DOCUMENT
━━━━━━━━━━━━━━━━━━━━━━━━━━━━━━

An open API service indexing awesome lists of open source software.

https://github.com/deepankarm/jina-serverless-demo


https://github.com/deepankarm/jina-serverless-demo

Last synced: about 1 year ago
JSON representation

Awesome Lists containing this project

README

          

# jina & serverless

## What is serverless?

From [wikipedia](https://en.wikipedia.org/wiki/Serverless_computing)

> Serverless computing is a cloud computing execution model in which the cloud provider allocates machine resources on demand, taking care of the servers on behalf of their customers.
>
> "Serverless" is a misnomer in the sense that servers are still used by cloud service providers to execute code for developers. However, developers of serverless applications are not concerned with capacity planning, configuration, management, maintenance, fault tolerance, or scaling of containers, VMs, or physical servers.

## Why do we care?

- Scale-to-0 saves a lot of cost.
- Enables pay-per-use model of pricing.
- Many use cases in jina, which doesn't need Executors or Gateway to be always alive.
- Serverless allows invocations to be "event-driven". Though this demo only shows the event to be triggered by `jina.Client`, we can build different integrations where any [cloudevent](https://cloudevents.io/) can possibly be converted into a `jina.Client` request.

━━━━━━━━━━━━━━━━━━━━━━━━━━━━━━

Entries for labeling bounding boxes:
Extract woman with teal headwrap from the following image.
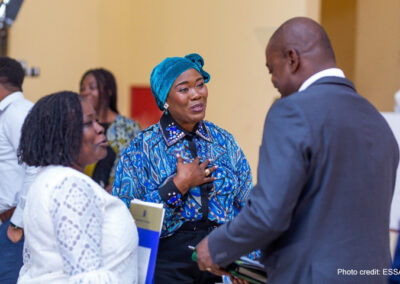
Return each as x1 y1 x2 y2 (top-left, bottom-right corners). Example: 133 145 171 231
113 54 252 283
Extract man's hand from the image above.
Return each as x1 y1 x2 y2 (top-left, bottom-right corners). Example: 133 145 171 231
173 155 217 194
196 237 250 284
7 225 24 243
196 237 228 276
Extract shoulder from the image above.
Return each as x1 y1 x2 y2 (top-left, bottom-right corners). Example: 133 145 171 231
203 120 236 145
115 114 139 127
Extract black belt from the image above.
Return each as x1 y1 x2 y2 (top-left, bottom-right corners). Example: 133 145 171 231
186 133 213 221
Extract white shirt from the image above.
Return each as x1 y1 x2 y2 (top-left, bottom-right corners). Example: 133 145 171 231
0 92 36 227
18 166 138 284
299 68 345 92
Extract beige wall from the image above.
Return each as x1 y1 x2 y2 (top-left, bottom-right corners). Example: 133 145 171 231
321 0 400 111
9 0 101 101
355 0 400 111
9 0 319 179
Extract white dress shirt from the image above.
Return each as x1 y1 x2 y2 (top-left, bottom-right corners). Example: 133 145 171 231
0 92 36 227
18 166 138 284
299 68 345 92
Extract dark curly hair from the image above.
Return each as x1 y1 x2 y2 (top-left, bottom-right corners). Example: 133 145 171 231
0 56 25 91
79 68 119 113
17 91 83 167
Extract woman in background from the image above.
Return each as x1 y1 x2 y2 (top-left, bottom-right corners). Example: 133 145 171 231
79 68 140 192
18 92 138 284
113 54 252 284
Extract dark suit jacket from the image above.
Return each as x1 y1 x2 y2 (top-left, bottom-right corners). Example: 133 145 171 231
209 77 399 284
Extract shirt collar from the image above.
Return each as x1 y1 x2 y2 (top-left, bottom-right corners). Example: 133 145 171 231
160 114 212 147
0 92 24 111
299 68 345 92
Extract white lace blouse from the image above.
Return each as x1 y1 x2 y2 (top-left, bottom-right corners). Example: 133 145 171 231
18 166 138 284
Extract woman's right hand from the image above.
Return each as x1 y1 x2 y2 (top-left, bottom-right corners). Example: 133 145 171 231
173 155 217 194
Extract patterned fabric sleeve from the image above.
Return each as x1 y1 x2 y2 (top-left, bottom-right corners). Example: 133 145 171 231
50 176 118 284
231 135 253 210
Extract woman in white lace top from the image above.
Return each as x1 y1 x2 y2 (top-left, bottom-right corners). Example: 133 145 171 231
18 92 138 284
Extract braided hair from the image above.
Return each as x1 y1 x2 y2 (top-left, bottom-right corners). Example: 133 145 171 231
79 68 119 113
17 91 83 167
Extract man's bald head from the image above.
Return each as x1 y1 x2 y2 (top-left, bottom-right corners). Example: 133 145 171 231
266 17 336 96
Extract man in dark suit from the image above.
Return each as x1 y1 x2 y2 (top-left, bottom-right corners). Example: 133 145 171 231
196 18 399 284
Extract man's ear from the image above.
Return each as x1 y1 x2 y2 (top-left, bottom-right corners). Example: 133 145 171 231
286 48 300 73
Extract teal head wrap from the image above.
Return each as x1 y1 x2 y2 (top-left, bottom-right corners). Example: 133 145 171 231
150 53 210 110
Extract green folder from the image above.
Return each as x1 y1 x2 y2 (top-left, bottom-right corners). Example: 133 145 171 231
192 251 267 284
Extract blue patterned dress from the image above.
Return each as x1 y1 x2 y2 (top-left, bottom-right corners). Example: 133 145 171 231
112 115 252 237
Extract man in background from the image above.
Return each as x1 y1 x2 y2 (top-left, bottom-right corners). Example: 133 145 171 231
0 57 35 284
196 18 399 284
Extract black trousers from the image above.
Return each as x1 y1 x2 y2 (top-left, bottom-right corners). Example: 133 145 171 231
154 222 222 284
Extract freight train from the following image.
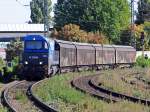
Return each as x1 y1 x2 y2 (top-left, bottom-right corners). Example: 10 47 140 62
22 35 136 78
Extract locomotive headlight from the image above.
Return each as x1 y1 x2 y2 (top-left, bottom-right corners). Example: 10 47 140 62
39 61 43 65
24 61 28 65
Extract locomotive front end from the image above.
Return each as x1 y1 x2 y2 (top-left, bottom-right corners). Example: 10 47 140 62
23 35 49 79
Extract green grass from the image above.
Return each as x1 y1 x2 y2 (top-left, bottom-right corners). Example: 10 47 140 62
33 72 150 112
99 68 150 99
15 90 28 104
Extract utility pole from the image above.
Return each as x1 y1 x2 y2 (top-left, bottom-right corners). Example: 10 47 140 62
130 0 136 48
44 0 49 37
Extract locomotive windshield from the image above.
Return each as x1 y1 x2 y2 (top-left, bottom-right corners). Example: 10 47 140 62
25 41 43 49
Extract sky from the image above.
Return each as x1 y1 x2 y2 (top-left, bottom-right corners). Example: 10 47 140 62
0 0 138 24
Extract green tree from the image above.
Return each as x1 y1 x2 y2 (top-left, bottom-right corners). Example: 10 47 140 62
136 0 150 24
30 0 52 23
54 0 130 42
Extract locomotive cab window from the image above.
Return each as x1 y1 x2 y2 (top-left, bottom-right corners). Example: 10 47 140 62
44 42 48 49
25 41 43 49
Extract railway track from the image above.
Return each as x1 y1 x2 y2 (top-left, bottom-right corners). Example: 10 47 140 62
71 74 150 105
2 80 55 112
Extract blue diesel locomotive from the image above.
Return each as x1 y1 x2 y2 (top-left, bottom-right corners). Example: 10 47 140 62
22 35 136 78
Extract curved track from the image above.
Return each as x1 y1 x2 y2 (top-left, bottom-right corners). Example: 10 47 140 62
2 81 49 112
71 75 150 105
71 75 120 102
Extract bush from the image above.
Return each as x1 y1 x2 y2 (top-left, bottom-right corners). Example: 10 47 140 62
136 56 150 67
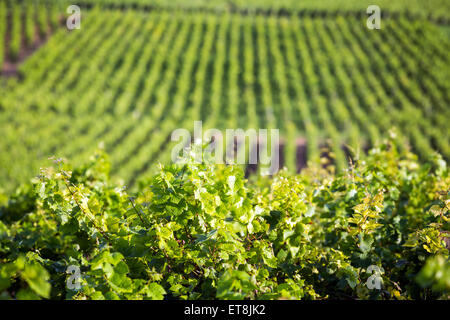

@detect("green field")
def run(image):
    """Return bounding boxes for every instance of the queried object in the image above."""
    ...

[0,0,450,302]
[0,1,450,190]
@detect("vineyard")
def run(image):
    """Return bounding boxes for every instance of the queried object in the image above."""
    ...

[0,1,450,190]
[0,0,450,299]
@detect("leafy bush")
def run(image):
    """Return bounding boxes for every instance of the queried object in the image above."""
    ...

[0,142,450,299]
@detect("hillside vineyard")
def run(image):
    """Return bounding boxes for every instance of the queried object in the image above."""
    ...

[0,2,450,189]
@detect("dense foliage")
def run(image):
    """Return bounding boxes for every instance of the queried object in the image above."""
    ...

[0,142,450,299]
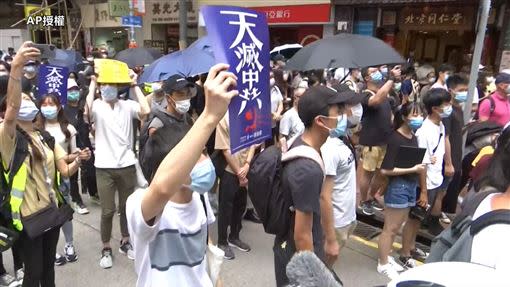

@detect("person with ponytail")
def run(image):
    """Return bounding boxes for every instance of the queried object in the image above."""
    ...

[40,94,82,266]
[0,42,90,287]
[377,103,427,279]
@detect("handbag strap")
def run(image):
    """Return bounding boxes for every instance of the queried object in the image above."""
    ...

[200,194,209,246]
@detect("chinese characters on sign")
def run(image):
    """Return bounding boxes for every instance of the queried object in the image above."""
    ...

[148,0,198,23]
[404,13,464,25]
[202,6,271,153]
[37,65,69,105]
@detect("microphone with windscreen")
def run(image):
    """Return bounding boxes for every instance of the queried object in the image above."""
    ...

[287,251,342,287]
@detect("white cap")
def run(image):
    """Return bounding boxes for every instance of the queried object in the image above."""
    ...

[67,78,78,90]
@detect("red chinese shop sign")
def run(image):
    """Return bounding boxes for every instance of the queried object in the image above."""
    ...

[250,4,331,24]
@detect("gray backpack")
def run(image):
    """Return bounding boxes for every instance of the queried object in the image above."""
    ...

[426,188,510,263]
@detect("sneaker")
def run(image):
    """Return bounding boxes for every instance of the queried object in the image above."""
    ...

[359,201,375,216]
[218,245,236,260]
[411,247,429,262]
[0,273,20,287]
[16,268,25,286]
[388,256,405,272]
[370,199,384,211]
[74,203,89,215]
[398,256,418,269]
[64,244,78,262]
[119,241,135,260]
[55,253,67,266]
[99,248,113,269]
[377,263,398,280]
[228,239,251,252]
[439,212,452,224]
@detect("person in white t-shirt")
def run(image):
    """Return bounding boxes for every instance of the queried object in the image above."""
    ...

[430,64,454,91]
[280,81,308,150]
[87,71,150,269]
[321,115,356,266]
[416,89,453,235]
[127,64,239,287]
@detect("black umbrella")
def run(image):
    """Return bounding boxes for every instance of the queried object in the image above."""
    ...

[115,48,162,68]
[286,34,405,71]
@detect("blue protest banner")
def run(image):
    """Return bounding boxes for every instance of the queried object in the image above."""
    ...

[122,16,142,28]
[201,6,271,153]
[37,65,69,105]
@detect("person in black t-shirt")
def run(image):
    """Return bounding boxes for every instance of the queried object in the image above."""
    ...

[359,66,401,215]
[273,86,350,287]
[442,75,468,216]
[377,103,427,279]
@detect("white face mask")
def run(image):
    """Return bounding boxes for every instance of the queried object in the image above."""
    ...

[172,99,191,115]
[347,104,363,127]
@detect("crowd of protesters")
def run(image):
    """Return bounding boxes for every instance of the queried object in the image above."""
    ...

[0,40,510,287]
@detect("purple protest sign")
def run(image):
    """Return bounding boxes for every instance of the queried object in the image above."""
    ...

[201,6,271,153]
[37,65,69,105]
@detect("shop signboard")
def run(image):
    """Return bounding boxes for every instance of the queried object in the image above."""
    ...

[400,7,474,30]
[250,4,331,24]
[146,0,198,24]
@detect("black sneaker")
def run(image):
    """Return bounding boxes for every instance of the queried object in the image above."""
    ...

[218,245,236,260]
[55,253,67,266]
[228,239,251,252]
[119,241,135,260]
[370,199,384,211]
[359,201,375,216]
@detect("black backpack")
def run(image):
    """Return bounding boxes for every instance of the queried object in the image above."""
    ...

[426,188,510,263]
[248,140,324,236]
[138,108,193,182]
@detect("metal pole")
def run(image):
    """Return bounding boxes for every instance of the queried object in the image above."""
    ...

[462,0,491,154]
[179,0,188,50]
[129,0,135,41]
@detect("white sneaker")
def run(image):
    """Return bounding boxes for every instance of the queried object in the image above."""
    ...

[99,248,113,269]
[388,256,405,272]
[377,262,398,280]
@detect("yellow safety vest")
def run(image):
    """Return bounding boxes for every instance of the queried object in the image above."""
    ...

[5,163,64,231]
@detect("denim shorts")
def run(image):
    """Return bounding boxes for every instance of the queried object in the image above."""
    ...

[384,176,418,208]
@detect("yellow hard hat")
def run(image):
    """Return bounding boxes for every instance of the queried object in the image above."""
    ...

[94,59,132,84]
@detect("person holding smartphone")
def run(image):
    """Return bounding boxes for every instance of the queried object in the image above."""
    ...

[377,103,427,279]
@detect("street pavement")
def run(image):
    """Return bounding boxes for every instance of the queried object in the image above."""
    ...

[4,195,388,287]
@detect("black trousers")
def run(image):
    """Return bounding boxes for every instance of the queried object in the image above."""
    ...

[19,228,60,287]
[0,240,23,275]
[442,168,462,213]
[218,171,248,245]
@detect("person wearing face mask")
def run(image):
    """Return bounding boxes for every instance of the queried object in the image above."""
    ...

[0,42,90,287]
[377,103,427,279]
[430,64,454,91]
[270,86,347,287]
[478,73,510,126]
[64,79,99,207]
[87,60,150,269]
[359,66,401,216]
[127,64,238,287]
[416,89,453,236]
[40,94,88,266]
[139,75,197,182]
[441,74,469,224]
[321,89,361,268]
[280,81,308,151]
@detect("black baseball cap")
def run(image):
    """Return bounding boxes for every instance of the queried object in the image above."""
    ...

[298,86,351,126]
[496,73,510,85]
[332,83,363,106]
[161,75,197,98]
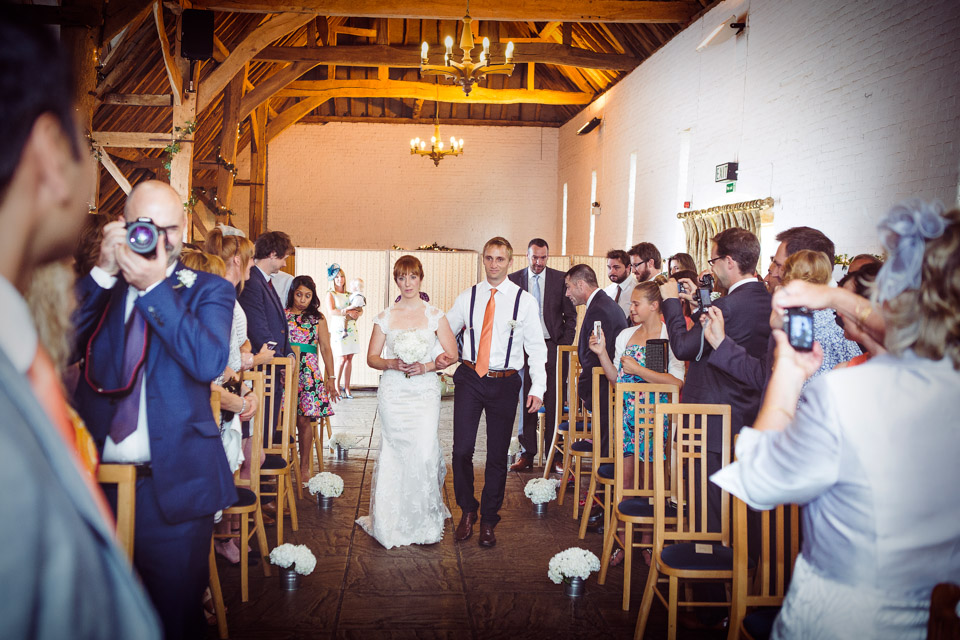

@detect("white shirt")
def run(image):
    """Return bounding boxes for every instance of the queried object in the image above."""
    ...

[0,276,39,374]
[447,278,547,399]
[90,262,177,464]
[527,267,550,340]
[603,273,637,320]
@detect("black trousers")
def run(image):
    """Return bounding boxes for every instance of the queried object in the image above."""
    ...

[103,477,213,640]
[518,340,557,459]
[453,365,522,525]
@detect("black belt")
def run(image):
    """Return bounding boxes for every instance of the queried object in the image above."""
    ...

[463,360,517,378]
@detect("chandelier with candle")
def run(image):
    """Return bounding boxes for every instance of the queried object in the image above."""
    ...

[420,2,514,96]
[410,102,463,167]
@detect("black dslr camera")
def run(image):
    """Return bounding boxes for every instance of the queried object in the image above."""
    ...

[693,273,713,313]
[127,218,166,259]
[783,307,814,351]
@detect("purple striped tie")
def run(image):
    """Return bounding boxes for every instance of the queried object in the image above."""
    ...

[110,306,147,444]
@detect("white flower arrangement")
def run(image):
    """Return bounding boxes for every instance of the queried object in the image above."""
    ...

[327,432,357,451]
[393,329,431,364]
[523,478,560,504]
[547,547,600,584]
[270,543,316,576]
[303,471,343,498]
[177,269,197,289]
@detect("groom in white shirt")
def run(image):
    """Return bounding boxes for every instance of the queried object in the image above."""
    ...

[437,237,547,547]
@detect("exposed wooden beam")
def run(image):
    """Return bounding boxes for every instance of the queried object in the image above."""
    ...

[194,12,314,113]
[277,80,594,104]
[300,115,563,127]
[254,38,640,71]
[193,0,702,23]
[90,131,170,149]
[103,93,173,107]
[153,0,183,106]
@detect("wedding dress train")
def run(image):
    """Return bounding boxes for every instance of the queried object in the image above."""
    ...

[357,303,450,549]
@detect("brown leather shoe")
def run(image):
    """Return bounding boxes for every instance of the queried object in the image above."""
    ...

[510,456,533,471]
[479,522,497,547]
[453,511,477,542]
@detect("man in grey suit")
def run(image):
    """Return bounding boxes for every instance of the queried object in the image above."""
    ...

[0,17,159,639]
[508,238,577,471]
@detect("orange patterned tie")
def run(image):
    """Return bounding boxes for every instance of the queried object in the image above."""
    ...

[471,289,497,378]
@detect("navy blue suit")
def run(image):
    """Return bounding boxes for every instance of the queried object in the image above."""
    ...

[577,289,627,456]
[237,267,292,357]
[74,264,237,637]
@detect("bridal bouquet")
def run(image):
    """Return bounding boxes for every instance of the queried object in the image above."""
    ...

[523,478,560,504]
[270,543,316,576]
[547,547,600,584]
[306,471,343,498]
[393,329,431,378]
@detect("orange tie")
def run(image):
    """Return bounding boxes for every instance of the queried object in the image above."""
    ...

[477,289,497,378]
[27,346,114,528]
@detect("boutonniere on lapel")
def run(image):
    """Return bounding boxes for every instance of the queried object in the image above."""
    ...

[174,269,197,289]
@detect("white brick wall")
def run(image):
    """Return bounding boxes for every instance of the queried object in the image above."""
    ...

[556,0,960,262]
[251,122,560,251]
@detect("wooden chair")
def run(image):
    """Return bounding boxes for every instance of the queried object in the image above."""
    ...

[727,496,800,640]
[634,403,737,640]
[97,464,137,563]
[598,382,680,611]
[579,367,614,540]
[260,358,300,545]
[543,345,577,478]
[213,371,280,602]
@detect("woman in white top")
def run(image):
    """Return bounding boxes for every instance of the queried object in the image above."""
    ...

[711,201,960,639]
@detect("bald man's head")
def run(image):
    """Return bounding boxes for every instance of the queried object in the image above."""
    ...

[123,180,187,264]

━━━━━━━━━━━━━━━━━━━━━━━━━━━━━━

TASK REQUIREMENTS
Reproduce the README from "## What is serverless?" up to and including "do we care?", changing "developers" to "programmers" throughout.

TASK OUTPUT
## What is serverless?

From [wikipedia](https://en.wikipedia.org/wiki/Serverless_computing)

> Serverless computing is a cloud computing execution model in which the cloud provider allocates machine resources on demand, taking care of the servers on behalf of their customers.
>
> "Serverless" is a misnomer in the sense that servers are still used by cloud service providers to execute code for programmers. However, programmers of serverless applications are not concerned with capacity planning, configuration, management, maintenance, fault tolerance, or scaling of containers, VMs, or physical servers.

## Why do we care?